# SOURCE DOCUMENT
┏━━
John Wesley Powell, The Exploration of the Colorado River and its Canyons
PAGE, Arizona: Maintenance workers at Glen Canyon National
Recreation Area are playing tag with Lake Powell. Each time they
think they have it cornered, it slips away again.
The worst drought in the recorded history of the western United
States has shrunk the lake behind Glen Canyon Dam to its lowest
point in more than 30 years, leaving a 117-foot-high bathtub ring
of white mineral deposits on the ruddy shoreline cliffs. To keep
pace with the reservoir's steadily receding shoreline, the
National Park Service has poured hundreds of cubic yards of
concrete to extend marina boat-launch ramps twice in the past two
years.
At Wahweap, the lake's most heavily used marina, the ramp is now
about 1,300 feet long, according to Park Service spokeswoman Char
Obergh. It is a vertigo-inducing slab of monumentally proportioned
pavement and would seem a strong contender for the title of
Longest and Steepest Boat Ramp in North America if not for the
fact that another ramp at Lake Powell, the one at Bullfrog Marina,
has been extended to 1,568 feet - nearly one-third of a mile.
Elsewhere at the lake, the Park Service has admitted defeat. Near
the upstream end of the 186-mile-long reservoir, crews packed up
Hite Marina last winter and hauled it away. Storage in Lake Powell
has fallen to 42 percent of capacity, the lowest level since it
was first filled, and a weedy landscape of fissured mud fills the
canyon where Hite's docks once floated on sparkling water.
The record-setting drought, now in its sixth year in some parts of
the West, has done more than inconvenience boaters at Lake Powell,
the nation's second-largest artificial reservoir. It has thrown a
scare into water managers in several states, asking them to
confront the possibility that the explosive urban growth of the
past 20 years in the region rests upon a hydrological mirage.
It is beginning to drive farmers and ranchers off the land in
Montana, Wyoming, and Idaho. It threatens power shortages and
price spikes this summer in California, as anemic flows curtail
hydroelectricity generation in the Pacific Northwest.
The drought also has begun resurrecting the labyrinthine canyon
system drowned nearly four decades ago by the rising waters of
Lake Powell, revealing to a new generation of westerners the
environmental cost of their water and power. And by doing that,
the drought has reinvigorated a quixotic campaign to decommission
the last of America's high dams and to drain forever the
symbolically potent and paradoxically beautiful lake it created.
"The drought is showing us why we don't need Glen Canyon Dam,"
said Chris Peterson, executive director of the Glen Canyon
Institute. "It's showing us what was lost when Glen Canyon Dam was
built."
How Dry Is It?
According to the U.S. Geological Survey, the period since 1999 has
been the driest in the Colorado River watershed since the agency
began keeping track of such things 98 years ago. That means the
interior West is drier now than it was during the catastrophic
Dust Bowl drought of the 1930s, the worst of the 20th century,
when crops failed across the Great Plains and farm families fled
by the thousands.
┗━━
# DATA
┏━━
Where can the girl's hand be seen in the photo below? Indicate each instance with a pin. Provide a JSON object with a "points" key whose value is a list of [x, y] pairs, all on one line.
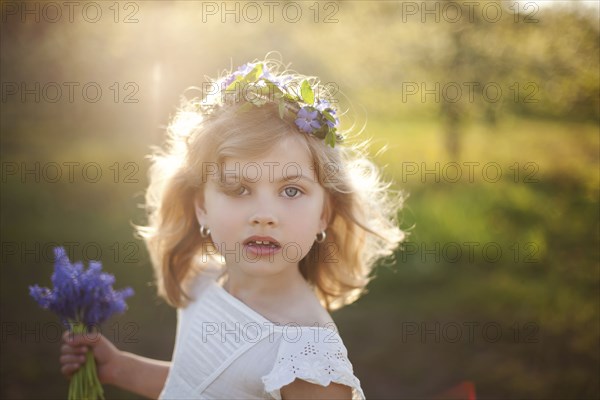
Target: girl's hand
┗━━
# TASK LIST
A. Rewrite the Lake Powell article from "The drought also" to "How Dry Is It?", putting "winding" in place of "labyrinthine".
B. Answer these questions from the Lake Powell article.
(i) How long has the ramp at Bullfrog Marina been extended to?
(ii) To what percent of capacity has storage in Lake Powell fallen?
(iii) Who is the executive director of the Glen Canyon Institute?
C. Decide whether each statement agrees with the Lake Powell article, answering yes or no and quoting the words that settle it.
(i) Hite Marina was packed up and hauled away last winter.
(ii) Lake Powell is the nation's largest artificial reservoir.
(iii) The U.S. Geological Survey began keeping track of dryness in the Colorado River watershed 98 years ago.

# SOLUTIONS BY TASK
A.
The drought also has begun resurrecting the winding canyon
system drowned nearly four decades ago by the rising waters of
Lake Powell, revealing to a new generation of westerners the
environmental cost of their water and power. And by doing that,
the drought has reinvigorated a quixotic campaign to decommission
the last of America's high dams and to drain forever the
symbolically potent and paradoxically beautiful lake it created.
"The drought is showing us why we don't need Glen Canyon Dam,"
said Chris Peterson, executive director of the Glen Canyon
Institute. "It's showing us what was lost when Glen Canyon Dam was
built."
How Dry Is It?

B.
(i) 1,568 feet, nearly one-third of a mile.
(ii) 42 percent.
(iii) Chris Peterson.

C.
(i) Yes: "crews packed up Hite Marina last winter and hauled it away"
(ii) No: "the nation's second-largest artificial reservoir"
(iii) Yes: "since the agency began keeping track of such things 98 years ago"